__Parts of the exercise__:
A: Answer these questions from the review of Every Last Child below, marking each answer (i), (ii), (iii) on its own line:
(i) How many minutes long is the film?
(ii) In which three countries does the review say polio remains endemic?
(iii) What does Habib Mehsud ride through the streets of Karachi?
B: Transcribe the stretch of the Every Last Child review from "At the beginning" through "child they meet.".

__Extract provided__:
Every Last Child

83 Minutes - Director: Tom Roberts

At the beginning of Every Last Child a group of Pakistani policemen are suiting up with body armor, helmets and automatic rifles as they prepare for what their officer tells them is "a jihad" - a holy war. "This is a polio program," he explains. Then the heavily armed and armored men head out into the streets of Peshawar to protect a team of polio vaccinators who are going house to house, squeezing two drops of vaccine onto the tongues of each child they meet.

If this method of delivering healthcare seems shocking, then that is the intent of the filmmaker, Tom Roberts. 27 years after the World Health Organization launched a campaign to eradicate polio world-wide, annual cases of polio have dropped from 350,000 in 1988 to 359 last year, and the disease remains endemic in just three countries: Pakistan, neighboring Afghanistan and Nigeria. Tantalizingly close to success, the WHO's campaign has been disrupted by a 2012 announcement from the Taliban banning polio vaccinations - and a campaign to kill those who defy them, which has already led to the death of some 80 vaccinators and their guards in the past two and a half years. The Taliban has spread rumors that the polio vaccine is a Western plot to sterilize Muslims, and has also said the vaccinators are all American spies, following the revelation that the CIA used a doctor in Abbottabad to try to get DNA from the children in Osama bin Laden's compound.

Every Last Child does a masterful job of showing the human costs of polio, which paralyzes many of its victims for life. Roberts follows Habib Mehsud, paralyzed from the waist down, as he struggles through the streets of Karachi on a tricycle with a hand crank, and he films a tearful father holding his infant son who has just been diagnosed with polio and whose legs are already non-responsive: "I just want him to be able to stand up once in his life," the devastated father says.

__Data section__:
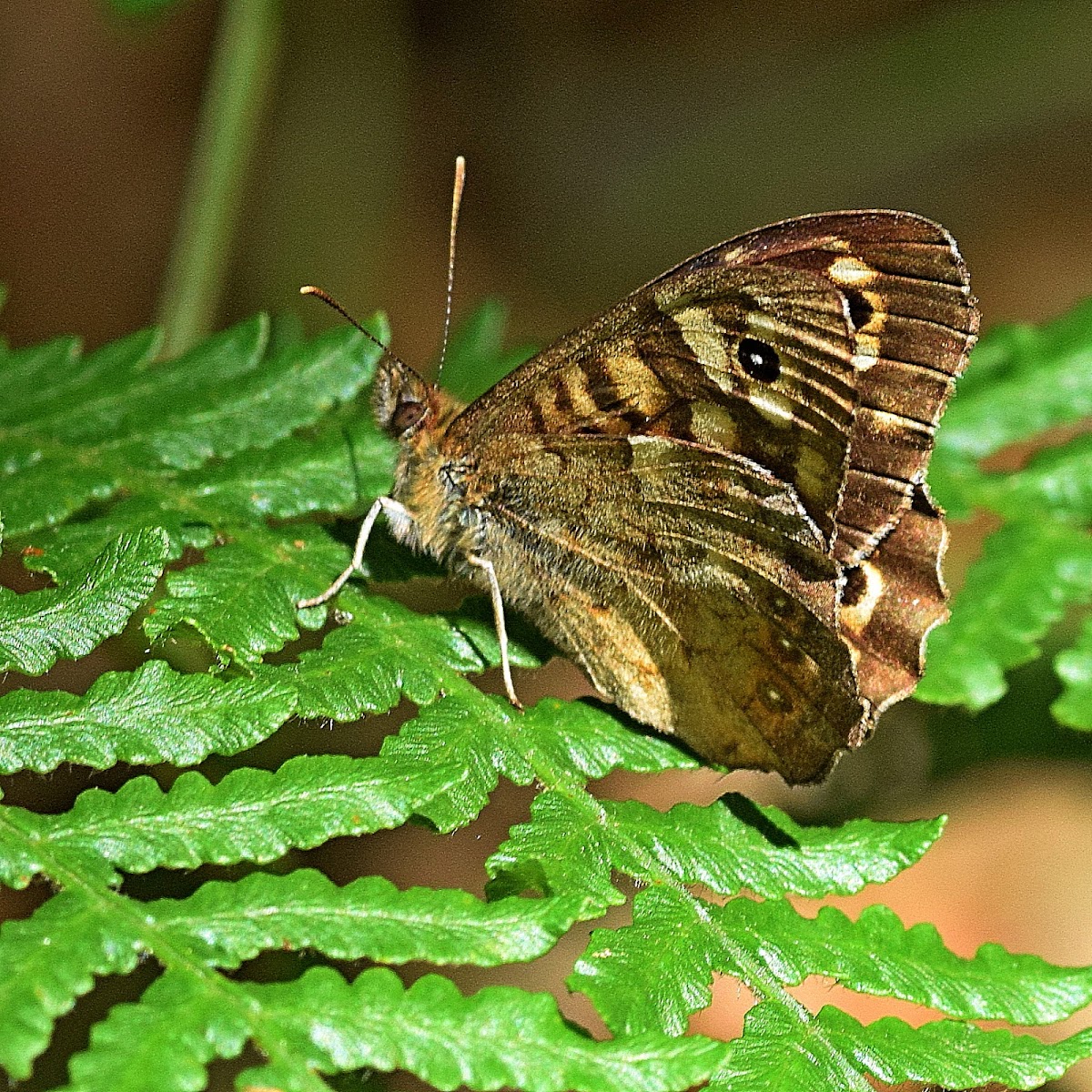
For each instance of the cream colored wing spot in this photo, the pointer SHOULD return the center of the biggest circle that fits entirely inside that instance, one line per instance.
(851, 271)
(853, 277)
(775, 409)
(707, 339)
(863, 592)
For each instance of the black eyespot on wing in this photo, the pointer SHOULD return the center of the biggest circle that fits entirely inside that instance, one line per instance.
(759, 360)
(861, 310)
(407, 414)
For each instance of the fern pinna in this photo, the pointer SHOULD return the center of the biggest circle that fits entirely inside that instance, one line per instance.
(168, 502)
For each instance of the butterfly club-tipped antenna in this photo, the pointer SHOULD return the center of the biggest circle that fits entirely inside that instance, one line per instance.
(457, 200)
(310, 289)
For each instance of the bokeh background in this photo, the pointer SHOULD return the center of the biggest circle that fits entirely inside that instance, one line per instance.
(605, 143)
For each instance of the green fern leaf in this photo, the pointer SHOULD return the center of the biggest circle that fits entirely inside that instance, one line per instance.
(251, 814)
(167, 1041)
(48, 961)
(163, 459)
(574, 845)
(383, 652)
(521, 1040)
(476, 355)
(38, 628)
(1027, 574)
(561, 743)
(243, 600)
(831, 1049)
(225, 924)
(638, 981)
(154, 714)
(1075, 670)
(1022, 381)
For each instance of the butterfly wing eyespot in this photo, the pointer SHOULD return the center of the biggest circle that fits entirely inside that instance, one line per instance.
(758, 359)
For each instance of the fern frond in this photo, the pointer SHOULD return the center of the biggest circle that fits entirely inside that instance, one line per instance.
(1025, 383)
(118, 468)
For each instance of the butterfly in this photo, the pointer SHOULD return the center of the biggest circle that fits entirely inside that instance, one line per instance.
(713, 496)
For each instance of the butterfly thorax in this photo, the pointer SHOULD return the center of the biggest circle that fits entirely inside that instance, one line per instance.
(430, 484)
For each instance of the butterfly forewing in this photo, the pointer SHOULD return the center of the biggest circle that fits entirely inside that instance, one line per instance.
(713, 496)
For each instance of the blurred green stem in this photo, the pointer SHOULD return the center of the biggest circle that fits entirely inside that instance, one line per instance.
(239, 77)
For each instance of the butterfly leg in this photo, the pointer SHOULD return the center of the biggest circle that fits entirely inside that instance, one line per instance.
(498, 616)
(387, 505)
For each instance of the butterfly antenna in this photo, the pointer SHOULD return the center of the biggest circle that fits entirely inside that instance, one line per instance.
(310, 289)
(457, 199)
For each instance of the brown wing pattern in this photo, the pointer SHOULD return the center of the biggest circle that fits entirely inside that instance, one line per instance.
(915, 322)
(819, 546)
(693, 588)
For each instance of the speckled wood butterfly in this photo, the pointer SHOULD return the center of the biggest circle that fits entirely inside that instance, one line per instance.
(713, 496)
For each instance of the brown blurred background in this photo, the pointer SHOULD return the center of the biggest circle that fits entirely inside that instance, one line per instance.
(605, 142)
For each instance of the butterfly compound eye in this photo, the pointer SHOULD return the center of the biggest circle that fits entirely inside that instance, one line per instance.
(759, 360)
(407, 414)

__Exercise answers__:
A:
(i) 83 minutes
(ii) Pakistan, Afghanistan and Nigeria
(iii) A tricycle with a hand crank

B:
At the beginning of Every Last Child a group of Pakistani policemen are suiting up with body armor, helmets and automatic rifles as they prepare for what their officer tells them is "a jihad" - a holy war. "This is a polio program," he explains. Then the heavily armed and armored men head out into the streets of Peshawar to protect a team of polio vaccinators who are going house to house, squeezing two drops of vaccine onto the tongues of each child they meet.